[EXTRAIT À LIRE]
++++++++

Bouddhisme à Taïwan

Bouddhisme à Taïwan
ONG bouddhiste Tzu Chi, Taïwan

Le Bouddhisme est une religion majeure de Taïwan. Plus de 90% des Taïwanais pratique la religion traditionnelle chinoise qui intègre des éléments bouddhistes et des principes confucianistes à côté d'un fondement taoïste[1] (avec un rôle pour les spécialistes religieux des deux traditions lors d’occasions particulières comme les funérailles). Parmi ceux-ci, un plus petit nombre se réclame plus particulièrement des enseignements et institutions bouddhistes chinois, sans nécessairement se séparer des pratiques folkloriques. Une étude propose que 7 à 15% des Taïwanais sont bouddhistes au sens strict[2]. Le végétarisme est une pratique importante qui distingue cette forme « pure » de bouddhisme.

++++++++

[CONSIGNES]
1. Présentez sous forme de liste le paragraphe de l'extrait sur le bouddhisme à Taïwan qui commence par « Le Bouddhisme est une religion majeure », en gardant ses faits principaux.
2. Selon l'extrait sur le bouddhisme à Taïwan, quelle pratique distingue la forme « pure » de bouddhisme ?
3. Prolongez le texte sur le bouddhisme à Taïwan à la suite de sa dernière phrase.

[ITEMS DU CORPUS]

++++++++

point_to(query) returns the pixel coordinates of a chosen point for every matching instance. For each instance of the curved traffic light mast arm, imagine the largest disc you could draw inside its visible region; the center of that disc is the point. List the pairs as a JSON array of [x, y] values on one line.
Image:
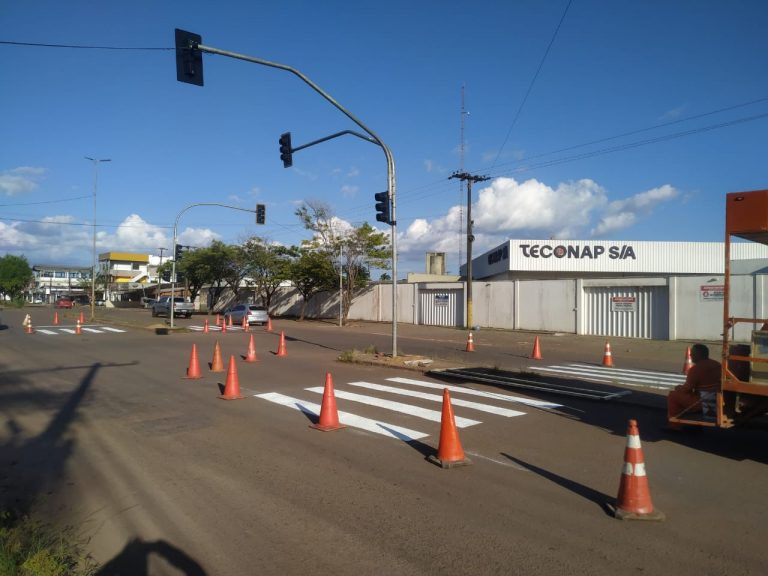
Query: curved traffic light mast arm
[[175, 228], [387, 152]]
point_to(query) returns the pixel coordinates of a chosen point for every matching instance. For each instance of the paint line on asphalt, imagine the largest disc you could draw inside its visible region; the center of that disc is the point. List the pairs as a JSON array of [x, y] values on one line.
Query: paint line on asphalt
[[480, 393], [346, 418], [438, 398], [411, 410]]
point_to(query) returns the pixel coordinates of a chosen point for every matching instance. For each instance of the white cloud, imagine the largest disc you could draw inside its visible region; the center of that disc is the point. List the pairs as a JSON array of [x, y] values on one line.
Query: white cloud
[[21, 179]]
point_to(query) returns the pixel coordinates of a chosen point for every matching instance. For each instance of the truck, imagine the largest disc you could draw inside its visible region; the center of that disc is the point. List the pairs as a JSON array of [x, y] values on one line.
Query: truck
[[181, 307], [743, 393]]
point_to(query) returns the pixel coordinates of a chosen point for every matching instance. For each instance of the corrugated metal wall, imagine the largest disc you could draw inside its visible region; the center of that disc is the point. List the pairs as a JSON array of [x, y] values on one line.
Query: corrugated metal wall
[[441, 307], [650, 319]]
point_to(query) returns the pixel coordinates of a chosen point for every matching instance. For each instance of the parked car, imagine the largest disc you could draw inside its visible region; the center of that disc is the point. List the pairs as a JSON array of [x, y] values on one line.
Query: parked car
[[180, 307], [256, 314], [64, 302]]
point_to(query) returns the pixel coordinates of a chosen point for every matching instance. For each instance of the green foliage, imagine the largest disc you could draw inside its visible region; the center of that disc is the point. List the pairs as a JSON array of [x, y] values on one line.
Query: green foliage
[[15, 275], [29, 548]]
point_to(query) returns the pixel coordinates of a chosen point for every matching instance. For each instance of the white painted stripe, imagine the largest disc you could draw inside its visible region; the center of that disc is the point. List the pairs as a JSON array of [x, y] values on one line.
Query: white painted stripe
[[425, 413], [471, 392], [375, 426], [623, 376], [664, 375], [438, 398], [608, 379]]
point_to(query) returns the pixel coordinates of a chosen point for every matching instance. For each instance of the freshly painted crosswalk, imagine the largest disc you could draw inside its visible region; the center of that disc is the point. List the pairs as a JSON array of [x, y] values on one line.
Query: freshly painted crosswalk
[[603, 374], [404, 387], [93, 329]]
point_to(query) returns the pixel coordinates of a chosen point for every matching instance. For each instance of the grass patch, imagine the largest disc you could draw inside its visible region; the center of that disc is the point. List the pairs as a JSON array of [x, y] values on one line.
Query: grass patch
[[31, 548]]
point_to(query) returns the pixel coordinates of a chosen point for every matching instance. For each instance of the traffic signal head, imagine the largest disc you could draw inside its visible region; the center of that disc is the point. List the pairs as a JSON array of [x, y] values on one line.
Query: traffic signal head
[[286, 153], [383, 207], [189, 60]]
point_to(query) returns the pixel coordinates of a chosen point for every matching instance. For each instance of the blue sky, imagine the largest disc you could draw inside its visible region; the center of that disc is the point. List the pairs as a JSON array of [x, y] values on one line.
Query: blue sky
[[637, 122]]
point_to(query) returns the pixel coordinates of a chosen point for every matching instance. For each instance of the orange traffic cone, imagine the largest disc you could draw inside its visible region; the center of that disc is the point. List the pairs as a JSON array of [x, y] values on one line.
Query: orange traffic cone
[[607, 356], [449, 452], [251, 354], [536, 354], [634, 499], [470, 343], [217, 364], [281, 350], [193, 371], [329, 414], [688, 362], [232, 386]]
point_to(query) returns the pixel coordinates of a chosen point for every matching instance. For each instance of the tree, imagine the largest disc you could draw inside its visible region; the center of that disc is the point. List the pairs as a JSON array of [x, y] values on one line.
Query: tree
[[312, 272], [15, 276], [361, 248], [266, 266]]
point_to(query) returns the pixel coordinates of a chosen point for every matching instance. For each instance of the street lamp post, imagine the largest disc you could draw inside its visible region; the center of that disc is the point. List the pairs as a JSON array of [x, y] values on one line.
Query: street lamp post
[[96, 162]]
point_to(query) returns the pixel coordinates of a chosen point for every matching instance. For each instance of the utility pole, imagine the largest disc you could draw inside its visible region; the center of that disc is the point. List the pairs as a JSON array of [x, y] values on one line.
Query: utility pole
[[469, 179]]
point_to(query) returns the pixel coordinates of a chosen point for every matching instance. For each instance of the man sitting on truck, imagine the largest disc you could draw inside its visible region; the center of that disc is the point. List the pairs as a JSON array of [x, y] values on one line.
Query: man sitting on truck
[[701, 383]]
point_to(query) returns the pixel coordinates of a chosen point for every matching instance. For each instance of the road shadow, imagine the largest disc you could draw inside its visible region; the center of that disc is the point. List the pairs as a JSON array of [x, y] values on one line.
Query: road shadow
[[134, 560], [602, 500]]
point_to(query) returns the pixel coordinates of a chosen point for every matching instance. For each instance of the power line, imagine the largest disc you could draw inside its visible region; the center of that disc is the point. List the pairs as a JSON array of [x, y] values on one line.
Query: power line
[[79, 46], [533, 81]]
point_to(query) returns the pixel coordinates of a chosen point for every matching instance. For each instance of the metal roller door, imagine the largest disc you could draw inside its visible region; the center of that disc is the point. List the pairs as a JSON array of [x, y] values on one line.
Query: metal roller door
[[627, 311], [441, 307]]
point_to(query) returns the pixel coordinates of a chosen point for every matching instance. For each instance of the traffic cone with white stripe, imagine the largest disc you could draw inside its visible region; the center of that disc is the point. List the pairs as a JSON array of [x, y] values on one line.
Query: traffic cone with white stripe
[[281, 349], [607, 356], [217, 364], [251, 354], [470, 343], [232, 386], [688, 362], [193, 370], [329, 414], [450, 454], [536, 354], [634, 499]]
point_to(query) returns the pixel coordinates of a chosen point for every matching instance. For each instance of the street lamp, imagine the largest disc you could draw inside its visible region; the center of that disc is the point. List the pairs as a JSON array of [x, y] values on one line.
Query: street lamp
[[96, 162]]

++++++++

[RÉPONSES]
1.
- Le bouddhisme est une religion majeure de Taïwan.
- Plus de 90 % des Taïwanais pratiquent la religion traditionnelle chinoise. Celle-ci associe à un fondement taoïste des éléments bouddhistes et des principes confucianistes.
- Les spécialistes religieux des deux traditions interviennent lors d'occasions particulières comme les funérailles.
- Parmi ces pratiquants, un plus petit nombre se réclame plus particulièrement des enseignements et institutions bouddhistes chinois, sans forcément abandonner les pratiques folkloriques.
- Selon une étude, 7 à 15 % des Taïwanais sont bouddhistes au sens strict.
- Le végétarisme est une pratique importante qui distingue cette forme « pure » de bouddhisme.

2. Le végétarisme.

3.
Les statistiques du gouvernement insistent pour distinguer bouddhisme et taoïsme, ayant pour résultat des nombres presque égaux pour les deux (en 2005, 8 millions et 7,6 millions, respectivement, sur une population totale de 23 millions). Cependant, beaucoup de ces « Bouddhistes » auto-déclarés semblent appliquer le mot de « Bouddhisme » à la religion folklorique. Le bouddhisme peut être aussi confondu avec les croyances syncrétiques locales comme le Ikuan Tao, puisque celles-ci ont tendance à souligner des figures bouddhiques comme Guanyin ou Maitreya, et pratiquent aussi le végétarisme.

Quatre enseignants bouddhistes locaux dont les institutions sont particulièrement reconnues sont assimilés par le peuple aux « Quatre Rois célestes » du bouddhisme taïwanais. Il s'agit de :

  • au nord (Taipei) : Maître Sheng-Yen (聖嚴, décédé en 2009) de la Montagne du Tambour du Dharma (法鼓山)
  • au sud (Kaohsiung) : Maître Hsing-Yun (星雲) du Fo Guang Shan (佛光山)
  • à l'est (Hualien) : Maître Cheng Yen (證嚴) de la Fondation de Tzu Chi (慈濟基金會)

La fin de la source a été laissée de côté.